◆ Written task ◆
Pick out and copy every line in the records below that contains the string "rooftop". Treat the match as case-sensitive.
* Start Exercise data *
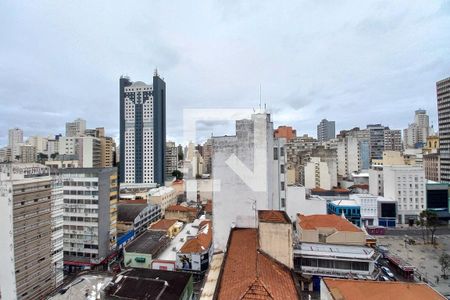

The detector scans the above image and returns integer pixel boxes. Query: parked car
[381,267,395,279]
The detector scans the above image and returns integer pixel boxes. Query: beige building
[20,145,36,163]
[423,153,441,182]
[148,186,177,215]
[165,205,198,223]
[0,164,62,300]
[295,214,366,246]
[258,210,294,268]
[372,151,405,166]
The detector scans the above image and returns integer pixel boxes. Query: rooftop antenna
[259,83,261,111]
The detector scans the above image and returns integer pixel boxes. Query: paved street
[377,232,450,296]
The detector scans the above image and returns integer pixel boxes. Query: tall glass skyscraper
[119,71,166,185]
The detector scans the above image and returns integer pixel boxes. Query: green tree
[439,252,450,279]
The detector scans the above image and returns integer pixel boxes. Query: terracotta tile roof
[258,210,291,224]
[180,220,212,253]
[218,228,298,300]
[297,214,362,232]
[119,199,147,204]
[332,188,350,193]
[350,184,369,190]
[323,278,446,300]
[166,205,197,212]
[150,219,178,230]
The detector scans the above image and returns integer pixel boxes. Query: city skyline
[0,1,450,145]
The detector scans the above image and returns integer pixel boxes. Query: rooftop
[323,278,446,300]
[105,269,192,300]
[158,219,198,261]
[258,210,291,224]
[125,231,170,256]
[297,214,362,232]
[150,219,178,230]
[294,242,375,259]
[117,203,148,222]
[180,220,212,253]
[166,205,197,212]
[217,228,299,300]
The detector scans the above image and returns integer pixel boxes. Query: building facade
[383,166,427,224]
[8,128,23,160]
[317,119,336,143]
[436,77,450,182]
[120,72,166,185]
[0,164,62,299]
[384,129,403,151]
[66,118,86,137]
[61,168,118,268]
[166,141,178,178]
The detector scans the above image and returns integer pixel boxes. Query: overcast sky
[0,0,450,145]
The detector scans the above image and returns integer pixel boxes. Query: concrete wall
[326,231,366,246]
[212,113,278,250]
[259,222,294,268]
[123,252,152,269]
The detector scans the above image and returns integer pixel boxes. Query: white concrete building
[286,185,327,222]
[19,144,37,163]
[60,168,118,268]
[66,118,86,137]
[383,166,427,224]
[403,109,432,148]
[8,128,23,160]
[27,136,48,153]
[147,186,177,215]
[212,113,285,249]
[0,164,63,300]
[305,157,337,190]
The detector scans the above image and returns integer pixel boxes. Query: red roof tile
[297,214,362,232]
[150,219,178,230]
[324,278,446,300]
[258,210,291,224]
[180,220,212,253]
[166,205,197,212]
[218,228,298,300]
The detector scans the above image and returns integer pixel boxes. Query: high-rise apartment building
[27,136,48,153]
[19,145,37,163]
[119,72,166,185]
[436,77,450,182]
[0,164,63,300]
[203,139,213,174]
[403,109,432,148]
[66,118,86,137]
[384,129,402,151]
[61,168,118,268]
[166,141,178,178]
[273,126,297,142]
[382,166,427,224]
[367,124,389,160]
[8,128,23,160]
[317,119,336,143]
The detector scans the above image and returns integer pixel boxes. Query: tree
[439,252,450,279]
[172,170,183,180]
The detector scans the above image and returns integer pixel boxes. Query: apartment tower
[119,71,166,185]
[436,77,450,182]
* End Exercise data *
◆ Reply to the task ◆
The detector scans the above image and returns integer pixel boxes. Query: rooftop antenna
The detector scans the above image and returns integer pixel boxes. Query: rooftop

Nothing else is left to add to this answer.